(PASSAGE TO READ begins)
Gail Christopher, DN

How race is connected to chronic disease


Experiencing the undeniable reality of racial health disparities in her own life, Dr. Gail Christopher has dedicated her career to fixing the cultural inequalities that exist in the current healthcare system.

The Interview

I’m Gail Christopher. As a child growing up, I fell in love with acting and theatre and I decided that I wanted to become an actress. I went off to college to major in theatre and I was excited about that. I went to a college in New York and I ran into a wall of racism and it really turned me around. It didn’t seem like being an actress was the way to go anymore. When I met this alternative health practitioner, the lights all came on for me. I realized if I wanted to be a doctor, that was the kind of doctor I wanted to be. When my first-born died at three months of age, the concept of infant mortality and infant mortality disparities became very real for me. I had had friends when I was growing up who lost children and mothers who had died but I didn’t understand that this was a phenomenon. This was something that people of color experienced a disproportionate burden of.

There was a book written called ‘The Textbook of Black Diseases’. I just had never heard of such a thing and when I began to read the book it was all about those diseases for which communities of color bear a disproportionate burden. These were the chronic diseases. These were diabetes and heart disease and arthritis. It was very natural for me to connect those dots to the barriers to opportunity and the exposures to discrimination that people of color experience.
(PASSAGE TO READ ends)
■ **ACTIVITY LIST**:
1. Which chronic diseases does the Gail Christopher interview name?
2. Write the next part of the Gail Christopher interview, picking up after its final sentence.
(SUPPLIED RECORDS begins)
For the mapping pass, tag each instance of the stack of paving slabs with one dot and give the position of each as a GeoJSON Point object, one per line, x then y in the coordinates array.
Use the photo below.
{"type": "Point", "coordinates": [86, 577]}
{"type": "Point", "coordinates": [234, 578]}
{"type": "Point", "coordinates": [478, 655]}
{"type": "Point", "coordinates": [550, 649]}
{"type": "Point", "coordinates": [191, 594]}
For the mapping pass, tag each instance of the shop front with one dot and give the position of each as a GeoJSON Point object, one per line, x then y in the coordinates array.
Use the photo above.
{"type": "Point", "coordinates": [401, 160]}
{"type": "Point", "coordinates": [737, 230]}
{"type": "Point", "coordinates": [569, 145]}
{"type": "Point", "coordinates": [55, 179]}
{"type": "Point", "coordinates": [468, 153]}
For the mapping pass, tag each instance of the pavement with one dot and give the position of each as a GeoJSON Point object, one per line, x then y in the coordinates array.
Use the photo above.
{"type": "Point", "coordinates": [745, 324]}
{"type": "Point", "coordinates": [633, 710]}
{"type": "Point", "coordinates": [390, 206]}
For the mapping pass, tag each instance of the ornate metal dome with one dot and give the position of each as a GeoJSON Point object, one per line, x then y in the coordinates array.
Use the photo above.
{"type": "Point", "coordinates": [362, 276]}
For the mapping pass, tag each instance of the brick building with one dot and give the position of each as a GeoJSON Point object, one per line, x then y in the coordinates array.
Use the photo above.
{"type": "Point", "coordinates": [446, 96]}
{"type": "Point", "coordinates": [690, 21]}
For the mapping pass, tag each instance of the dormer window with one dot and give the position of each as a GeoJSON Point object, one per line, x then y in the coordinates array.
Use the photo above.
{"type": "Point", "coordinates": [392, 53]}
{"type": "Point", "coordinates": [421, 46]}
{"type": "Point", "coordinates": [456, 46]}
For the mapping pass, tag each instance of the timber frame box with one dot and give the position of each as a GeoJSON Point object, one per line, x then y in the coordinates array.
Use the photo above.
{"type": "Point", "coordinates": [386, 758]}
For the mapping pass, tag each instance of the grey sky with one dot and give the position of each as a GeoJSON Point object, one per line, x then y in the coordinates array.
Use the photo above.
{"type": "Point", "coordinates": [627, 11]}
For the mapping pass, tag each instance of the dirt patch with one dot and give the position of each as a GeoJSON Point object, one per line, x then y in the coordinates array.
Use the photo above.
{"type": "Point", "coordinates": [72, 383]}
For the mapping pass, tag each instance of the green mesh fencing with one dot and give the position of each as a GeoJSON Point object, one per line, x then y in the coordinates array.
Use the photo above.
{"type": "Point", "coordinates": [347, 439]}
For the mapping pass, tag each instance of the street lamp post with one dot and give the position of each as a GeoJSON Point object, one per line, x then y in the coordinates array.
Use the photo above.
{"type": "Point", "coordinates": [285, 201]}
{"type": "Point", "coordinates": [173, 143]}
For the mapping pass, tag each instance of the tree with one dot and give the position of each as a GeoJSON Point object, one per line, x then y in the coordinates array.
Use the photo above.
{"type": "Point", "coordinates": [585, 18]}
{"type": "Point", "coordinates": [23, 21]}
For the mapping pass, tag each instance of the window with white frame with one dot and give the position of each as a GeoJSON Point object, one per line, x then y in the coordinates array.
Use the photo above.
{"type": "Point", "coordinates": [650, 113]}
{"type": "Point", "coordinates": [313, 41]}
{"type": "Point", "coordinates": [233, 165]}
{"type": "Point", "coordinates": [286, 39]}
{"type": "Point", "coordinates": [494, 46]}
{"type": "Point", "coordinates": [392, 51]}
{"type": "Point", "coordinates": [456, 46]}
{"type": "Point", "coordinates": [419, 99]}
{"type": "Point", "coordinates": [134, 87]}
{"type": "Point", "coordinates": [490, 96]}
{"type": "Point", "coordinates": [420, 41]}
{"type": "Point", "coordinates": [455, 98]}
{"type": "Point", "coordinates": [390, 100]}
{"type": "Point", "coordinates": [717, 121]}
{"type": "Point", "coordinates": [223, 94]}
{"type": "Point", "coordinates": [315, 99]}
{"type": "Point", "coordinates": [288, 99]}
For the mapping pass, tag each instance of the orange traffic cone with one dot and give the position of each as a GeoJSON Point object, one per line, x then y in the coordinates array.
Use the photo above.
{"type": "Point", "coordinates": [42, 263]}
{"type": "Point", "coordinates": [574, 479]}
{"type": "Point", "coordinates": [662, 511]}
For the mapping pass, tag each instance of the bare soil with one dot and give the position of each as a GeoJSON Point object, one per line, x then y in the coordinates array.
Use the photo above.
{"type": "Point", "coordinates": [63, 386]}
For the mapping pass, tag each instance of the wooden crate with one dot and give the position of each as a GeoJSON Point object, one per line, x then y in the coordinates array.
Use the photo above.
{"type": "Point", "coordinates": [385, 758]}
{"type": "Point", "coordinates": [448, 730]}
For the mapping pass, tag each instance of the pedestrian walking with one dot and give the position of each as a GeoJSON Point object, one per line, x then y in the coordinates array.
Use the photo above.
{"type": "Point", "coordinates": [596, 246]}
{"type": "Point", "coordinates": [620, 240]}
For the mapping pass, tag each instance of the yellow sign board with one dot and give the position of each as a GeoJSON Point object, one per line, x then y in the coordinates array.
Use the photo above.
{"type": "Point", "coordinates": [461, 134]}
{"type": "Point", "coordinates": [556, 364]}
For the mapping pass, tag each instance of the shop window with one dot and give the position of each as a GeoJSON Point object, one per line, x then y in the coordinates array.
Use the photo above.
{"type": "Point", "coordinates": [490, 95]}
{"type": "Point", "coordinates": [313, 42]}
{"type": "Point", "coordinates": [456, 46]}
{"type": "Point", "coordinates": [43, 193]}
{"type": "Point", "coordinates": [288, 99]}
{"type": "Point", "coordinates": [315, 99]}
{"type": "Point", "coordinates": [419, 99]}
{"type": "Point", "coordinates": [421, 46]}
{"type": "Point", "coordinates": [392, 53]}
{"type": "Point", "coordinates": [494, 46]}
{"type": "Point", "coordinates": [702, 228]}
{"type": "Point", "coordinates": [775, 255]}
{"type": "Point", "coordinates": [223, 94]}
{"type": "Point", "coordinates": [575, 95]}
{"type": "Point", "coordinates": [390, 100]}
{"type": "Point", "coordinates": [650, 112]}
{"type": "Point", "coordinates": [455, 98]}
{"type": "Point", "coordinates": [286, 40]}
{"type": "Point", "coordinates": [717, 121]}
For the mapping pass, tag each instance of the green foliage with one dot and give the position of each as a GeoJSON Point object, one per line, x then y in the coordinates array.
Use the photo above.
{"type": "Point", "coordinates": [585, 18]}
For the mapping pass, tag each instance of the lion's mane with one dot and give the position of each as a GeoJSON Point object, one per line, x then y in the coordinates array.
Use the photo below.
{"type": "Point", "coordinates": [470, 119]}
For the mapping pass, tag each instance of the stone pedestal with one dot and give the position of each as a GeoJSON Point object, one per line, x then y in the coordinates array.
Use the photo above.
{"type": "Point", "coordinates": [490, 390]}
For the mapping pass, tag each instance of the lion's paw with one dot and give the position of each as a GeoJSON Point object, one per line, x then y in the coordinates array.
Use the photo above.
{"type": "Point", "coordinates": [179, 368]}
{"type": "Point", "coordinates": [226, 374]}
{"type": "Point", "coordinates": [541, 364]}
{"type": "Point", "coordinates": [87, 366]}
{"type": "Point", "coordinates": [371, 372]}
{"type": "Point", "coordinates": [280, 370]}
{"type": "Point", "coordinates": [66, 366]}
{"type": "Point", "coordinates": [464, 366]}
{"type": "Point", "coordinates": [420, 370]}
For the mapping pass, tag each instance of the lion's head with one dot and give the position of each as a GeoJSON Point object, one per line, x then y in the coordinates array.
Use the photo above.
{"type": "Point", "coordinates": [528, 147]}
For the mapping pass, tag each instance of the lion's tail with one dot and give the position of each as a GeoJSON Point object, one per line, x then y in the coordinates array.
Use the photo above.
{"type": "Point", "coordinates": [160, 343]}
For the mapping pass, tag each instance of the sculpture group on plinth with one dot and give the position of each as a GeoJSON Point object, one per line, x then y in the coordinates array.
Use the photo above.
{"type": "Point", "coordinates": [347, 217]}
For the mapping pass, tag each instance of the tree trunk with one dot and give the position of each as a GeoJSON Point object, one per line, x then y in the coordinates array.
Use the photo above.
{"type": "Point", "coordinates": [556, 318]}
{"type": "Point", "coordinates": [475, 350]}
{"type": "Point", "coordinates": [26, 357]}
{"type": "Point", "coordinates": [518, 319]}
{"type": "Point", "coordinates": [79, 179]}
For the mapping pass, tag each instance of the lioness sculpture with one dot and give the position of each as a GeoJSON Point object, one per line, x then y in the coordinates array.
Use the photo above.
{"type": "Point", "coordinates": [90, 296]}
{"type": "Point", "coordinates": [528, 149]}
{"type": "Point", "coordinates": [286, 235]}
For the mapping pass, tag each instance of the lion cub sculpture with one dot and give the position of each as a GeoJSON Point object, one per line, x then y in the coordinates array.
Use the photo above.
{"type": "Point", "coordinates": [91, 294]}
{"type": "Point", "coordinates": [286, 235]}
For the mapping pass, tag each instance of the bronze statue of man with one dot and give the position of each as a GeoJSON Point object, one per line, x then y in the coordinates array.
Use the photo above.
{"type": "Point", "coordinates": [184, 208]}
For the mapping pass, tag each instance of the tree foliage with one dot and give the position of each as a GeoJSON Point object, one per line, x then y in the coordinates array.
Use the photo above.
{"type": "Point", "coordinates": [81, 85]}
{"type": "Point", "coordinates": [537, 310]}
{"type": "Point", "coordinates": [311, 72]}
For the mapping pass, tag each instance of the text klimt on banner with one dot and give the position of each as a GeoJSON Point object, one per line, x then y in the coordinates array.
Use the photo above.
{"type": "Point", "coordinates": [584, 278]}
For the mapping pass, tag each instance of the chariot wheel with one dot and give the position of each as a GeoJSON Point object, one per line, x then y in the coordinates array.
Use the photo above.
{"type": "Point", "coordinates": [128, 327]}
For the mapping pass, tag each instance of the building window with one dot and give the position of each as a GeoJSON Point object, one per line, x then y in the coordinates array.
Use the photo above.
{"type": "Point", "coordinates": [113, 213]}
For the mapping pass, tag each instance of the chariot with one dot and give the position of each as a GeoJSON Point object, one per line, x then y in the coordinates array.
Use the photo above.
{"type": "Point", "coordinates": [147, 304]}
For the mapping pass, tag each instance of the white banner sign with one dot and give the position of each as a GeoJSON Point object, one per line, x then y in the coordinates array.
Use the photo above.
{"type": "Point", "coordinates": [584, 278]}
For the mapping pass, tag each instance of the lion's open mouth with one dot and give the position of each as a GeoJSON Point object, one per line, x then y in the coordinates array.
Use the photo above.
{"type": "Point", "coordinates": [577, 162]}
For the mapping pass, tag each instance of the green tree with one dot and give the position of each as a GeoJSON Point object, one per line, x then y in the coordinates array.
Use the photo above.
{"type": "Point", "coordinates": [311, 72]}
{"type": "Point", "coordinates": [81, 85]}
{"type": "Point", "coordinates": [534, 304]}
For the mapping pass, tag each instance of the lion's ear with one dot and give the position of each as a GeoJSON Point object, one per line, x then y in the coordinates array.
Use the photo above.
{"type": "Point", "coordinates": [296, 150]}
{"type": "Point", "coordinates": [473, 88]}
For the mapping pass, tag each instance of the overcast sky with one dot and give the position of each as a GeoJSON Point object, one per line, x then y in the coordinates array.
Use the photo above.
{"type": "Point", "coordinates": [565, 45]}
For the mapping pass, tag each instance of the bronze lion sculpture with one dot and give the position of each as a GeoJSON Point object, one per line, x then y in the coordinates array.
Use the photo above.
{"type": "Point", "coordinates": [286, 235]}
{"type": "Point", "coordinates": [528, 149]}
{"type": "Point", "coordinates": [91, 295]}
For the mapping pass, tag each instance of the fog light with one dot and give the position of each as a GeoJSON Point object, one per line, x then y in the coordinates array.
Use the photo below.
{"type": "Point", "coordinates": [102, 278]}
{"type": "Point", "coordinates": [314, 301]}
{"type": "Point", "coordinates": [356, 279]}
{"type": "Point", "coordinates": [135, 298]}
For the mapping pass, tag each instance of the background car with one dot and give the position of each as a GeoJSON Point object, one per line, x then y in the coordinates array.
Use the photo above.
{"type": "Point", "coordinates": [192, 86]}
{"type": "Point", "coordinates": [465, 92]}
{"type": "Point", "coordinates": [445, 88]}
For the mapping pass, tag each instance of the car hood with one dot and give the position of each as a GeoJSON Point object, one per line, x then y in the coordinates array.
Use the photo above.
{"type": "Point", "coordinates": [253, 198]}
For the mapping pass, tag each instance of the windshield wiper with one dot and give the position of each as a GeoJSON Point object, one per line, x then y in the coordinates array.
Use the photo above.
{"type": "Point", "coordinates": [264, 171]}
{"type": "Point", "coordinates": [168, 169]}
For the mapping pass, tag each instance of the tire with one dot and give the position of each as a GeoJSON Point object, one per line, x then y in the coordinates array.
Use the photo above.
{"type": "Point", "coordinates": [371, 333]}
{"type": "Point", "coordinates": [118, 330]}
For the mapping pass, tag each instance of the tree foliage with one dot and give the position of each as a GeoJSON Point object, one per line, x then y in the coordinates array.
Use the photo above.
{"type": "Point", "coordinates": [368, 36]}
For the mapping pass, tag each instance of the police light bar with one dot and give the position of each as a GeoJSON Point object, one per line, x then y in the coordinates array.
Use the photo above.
(SUPPLIED RECORDS ends)
■ **OUTPUTS BY TASK**:
1. Diabetes, heart disease and arthritis.

2.
Ironically during that era, there were no third party payments for that kind of service. So as my career evolved over the years, I realized it had to move from clinical practice, to designing social and educational programs, to influencing public policy and now, at this stage, to being in philanthropy, which funds these community activists and advocates who are also trying to change policies and systems. Buckminister Fuller said that fighting against old models is not the way to bring about change. We must create new models that make the old models obsolete. I believe that this is the new model of care. The more invasive interventions that are so fraught with side-effects and things that are not good for health. Those models will become obsolete in the face of these new models, and that gives me a great deal of hope.